**Written task:**
According to the Littlemill article, on what date was Robert Muir of Littlemiln granted his licence?

**Provided passage:**
************

The Oldest Exclusive Release from the Oldest Whisky Distillery in Scotland
"Fancy a Dram?"
Exhibit are proud to be in partnership with Scotland’s oldest licenced distillery, Littlemill, as they announce their oldest and most limited release to date, The Littlemill Testament.
You might be familiar with the movie ‘Angels’ Share’; Four kilted miscreants from Glasgow pose as Whisky enthusiasts writing for a paper in order to rob some of a recently discovered and highly coveted antique spirit. So, when we were approached regarding a secret ‘last cask’, I immediately wondered how I could replicate the heist. I have the accent and no one would suspect my irn-bru bottles were filled with priceless golden liquor. Surely this was my chance...
Alas, we would settle for the great pleasure of curating beautiful antique glassware for the exclusive Littlemill Testament release. We are thrilled to be shedding some light on the historical context and significance of both the distillery and the period drinking glasses that are to be included in the unique special edition release. Not to mention, the golden liquor itself.
The Final Legacy of Littlemill
This exceedingly rare Single Malt Scotch Whisky is taken from a single distillation date of the 4th of October 1976 and is a true last drop release of just 250 bottles.
With inspirational passion and the aid of today's specialists, Littlemill pays homage to the original master distillers and craftsmen. Housed in a bespoke cabinet handmade by Moran’s traditional wood-smiths, and crafted in handblown Glencairn Crystal, each release is a truly unique labour of love that celebrates the very essence of their legacy.
The Littlemill testament allows collectors to possess their very own piece of the history as treasured fragments of the distillery, distillery manager's house and even the Littlemill barrel, have been skillfully incorporated into each set. An engraved date of 1772 shows adoration for the carved founding stone that had remained proudly in place at the gable end of the distillery, for over two centuries.
This gable stone was the only indication of the distillery's initial founding, until 2019 when an investigation into the Justice of the Peace’s records revealed new evidence. The findings show that one Mr Robert Muir of Littlemiln was indeed bestowed a licence for “ale, beer and other excisable liquors”, by His Majesty King George III’s Government, dated 2 November 1773. Finally confirming Littlemills unrivalled heritage and place in the historical records as Scotland’s oldest licenced distillery.
In true collectors fashion a redeemable 5cl bottle is included to maintain the integrity of the pack, a second is also then available at a later date should you wish to pass the set on. Retailing for around £8000. You may enquire directly with Littlemill here: https://www.littlemilldistillery.com/ or check with major stockists such as the whisky exchange.
Littlemill’s Testament To The Past
Echoing this commitment to craft and heritage, we are especially excited to showcase the stunning Littlemill Testament special edition. Only four exist with each release being an entirely unique, 1 of 1 creation.
18th Century Drinking Glasses | Exhibit Antiques
A genuine pair of hand blown 18th-century wine glasses accompany each crystal decanter. Specially curated by Exhibit Antiques to authentically reflect and toast to the Littlemills founding era. These delicate glasses remain a precious link to the past, to be treasured and savoured. Each pair is individual to the set and boast intricately engraved decorative bowls upon stunning faceted stems.
Inspired by the illustrious facet-cut period of George III, Littlemills’ decanter reflects this Georgian style by incorporating a fully faceted base. The engraved finish has been mirrored to each of the four decanters, wedding them together in harmony and creating a truly inseparable one-of-a-kind combination.

************

**Records from a point labeling set:**
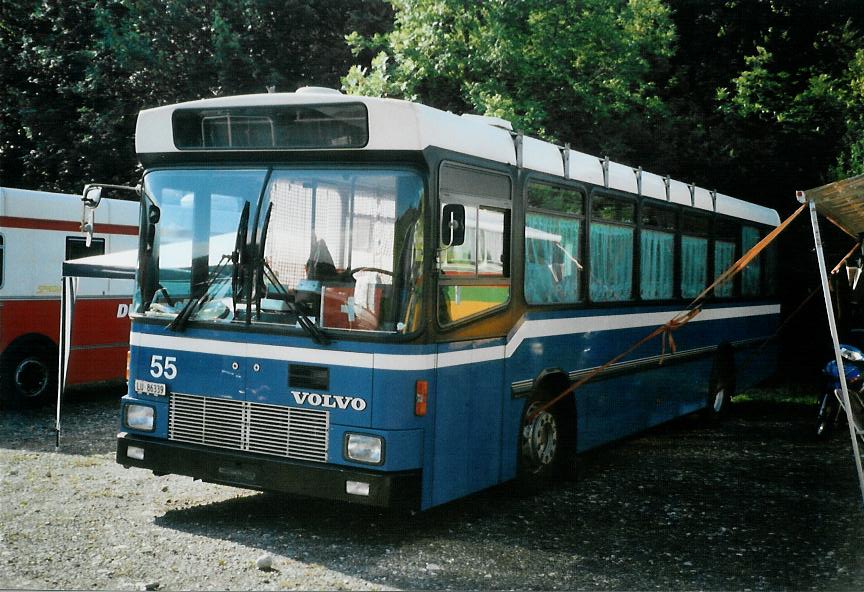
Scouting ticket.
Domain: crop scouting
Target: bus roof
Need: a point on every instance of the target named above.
(398, 125)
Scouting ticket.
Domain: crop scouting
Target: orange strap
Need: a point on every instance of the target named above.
(679, 320)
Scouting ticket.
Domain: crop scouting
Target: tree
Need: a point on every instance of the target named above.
(75, 74)
(566, 71)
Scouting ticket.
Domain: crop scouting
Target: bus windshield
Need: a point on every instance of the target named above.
(341, 249)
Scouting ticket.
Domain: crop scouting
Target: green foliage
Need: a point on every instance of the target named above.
(559, 70)
(75, 74)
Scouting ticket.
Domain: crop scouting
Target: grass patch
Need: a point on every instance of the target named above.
(787, 394)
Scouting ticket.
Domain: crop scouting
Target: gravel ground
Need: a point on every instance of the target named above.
(752, 504)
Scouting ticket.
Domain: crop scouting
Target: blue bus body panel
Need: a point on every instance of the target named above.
(468, 404)
(469, 438)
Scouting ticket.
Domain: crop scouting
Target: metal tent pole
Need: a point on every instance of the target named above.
(67, 306)
(832, 325)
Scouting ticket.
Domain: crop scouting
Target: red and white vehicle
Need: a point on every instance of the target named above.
(38, 231)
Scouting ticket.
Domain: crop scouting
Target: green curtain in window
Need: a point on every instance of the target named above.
(552, 259)
(657, 265)
(694, 265)
(611, 262)
(724, 256)
(751, 275)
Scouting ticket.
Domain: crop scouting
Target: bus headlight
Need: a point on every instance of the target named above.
(364, 448)
(140, 417)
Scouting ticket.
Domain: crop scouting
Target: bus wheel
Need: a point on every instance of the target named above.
(28, 375)
(540, 441)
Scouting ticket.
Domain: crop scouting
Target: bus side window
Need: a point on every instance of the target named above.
(474, 277)
(724, 256)
(657, 253)
(611, 249)
(694, 254)
(751, 276)
(553, 238)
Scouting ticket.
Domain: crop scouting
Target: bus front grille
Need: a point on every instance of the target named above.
(289, 432)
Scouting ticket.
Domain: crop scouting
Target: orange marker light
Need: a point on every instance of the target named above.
(421, 395)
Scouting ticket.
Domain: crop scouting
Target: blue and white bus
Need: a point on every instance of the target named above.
(368, 299)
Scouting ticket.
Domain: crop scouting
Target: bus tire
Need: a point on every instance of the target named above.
(28, 373)
(546, 441)
(721, 385)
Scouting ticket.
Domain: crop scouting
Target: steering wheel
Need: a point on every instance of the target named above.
(168, 299)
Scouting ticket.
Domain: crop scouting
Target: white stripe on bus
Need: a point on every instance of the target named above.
(529, 329)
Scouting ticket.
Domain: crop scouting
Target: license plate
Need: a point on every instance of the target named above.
(150, 388)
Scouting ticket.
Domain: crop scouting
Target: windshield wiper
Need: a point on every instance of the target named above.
(182, 319)
(264, 271)
(238, 258)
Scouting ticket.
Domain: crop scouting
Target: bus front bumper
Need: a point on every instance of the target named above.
(265, 473)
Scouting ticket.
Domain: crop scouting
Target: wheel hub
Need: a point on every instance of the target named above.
(31, 377)
(539, 438)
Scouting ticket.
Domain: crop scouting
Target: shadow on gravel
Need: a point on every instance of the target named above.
(752, 503)
(89, 419)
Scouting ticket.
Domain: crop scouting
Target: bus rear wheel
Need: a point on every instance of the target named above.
(540, 441)
(28, 375)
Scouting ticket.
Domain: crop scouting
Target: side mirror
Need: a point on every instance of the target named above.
(153, 216)
(453, 225)
(92, 195)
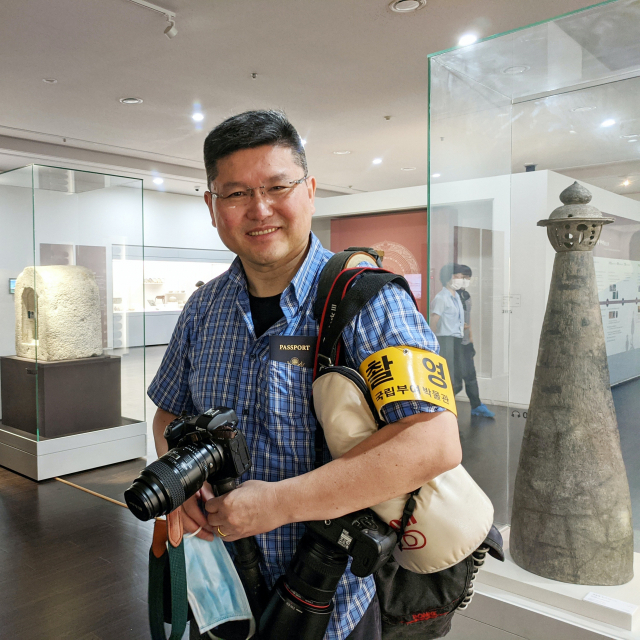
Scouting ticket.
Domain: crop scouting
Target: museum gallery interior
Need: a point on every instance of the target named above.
(488, 151)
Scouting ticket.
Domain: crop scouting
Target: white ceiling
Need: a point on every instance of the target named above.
(337, 67)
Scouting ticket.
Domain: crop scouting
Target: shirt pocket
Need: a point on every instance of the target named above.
(289, 390)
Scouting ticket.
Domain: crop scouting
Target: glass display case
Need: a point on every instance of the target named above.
(514, 120)
(72, 388)
(170, 276)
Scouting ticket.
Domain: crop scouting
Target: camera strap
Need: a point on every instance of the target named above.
(167, 566)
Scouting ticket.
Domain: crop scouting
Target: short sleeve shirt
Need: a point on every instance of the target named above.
(214, 359)
(449, 308)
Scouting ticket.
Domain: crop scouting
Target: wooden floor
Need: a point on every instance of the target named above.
(72, 566)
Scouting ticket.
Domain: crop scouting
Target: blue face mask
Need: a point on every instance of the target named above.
(215, 592)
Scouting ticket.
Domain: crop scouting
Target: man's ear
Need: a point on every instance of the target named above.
(208, 198)
(311, 189)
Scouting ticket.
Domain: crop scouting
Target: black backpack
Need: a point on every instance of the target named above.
(413, 606)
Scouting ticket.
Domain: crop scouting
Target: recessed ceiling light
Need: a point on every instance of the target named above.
(406, 6)
(514, 71)
(467, 39)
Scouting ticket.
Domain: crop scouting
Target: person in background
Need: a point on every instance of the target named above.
(478, 408)
(449, 321)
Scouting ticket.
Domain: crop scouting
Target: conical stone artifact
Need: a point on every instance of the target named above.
(571, 516)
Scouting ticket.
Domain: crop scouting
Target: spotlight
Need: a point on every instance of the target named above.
(467, 39)
(171, 31)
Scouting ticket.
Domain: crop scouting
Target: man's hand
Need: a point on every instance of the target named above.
(250, 509)
(192, 516)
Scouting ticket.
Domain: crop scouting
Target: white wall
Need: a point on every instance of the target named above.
(172, 220)
(519, 201)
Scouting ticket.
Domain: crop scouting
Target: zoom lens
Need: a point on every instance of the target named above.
(166, 483)
(301, 604)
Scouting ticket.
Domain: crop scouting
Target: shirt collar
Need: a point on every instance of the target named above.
(302, 283)
(300, 287)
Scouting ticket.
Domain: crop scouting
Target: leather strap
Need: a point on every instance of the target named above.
(174, 524)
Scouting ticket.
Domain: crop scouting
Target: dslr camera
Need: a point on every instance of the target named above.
(207, 447)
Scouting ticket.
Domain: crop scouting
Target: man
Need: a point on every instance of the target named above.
(450, 321)
(478, 408)
(261, 201)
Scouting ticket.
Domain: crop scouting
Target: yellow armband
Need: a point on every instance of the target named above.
(406, 373)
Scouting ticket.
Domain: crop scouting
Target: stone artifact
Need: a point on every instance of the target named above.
(57, 314)
(572, 510)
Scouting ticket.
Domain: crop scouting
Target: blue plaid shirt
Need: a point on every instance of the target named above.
(214, 359)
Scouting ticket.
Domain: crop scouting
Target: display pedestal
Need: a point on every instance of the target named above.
(48, 458)
(54, 399)
(512, 584)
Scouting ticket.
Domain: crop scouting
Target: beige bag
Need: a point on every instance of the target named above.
(452, 515)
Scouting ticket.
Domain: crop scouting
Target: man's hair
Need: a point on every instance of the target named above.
(447, 272)
(249, 130)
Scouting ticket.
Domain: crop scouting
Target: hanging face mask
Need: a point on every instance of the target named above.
(215, 592)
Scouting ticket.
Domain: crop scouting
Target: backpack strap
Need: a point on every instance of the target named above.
(353, 299)
(347, 259)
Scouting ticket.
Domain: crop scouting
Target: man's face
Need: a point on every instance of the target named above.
(263, 233)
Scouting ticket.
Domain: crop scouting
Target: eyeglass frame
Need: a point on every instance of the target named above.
(292, 185)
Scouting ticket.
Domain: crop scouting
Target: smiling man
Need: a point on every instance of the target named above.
(261, 200)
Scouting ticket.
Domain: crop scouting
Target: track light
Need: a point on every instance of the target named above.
(171, 30)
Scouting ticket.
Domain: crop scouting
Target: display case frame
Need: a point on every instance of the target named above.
(515, 119)
(71, 401)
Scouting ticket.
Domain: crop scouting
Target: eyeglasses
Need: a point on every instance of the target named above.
(271, 194)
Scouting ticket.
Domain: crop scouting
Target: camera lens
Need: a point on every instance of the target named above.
(166, 483)
(301, 604)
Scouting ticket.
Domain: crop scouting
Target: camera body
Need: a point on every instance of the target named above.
(206, 447)
(301, 603)
(362, 535)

************

**Output:**
2 November 1773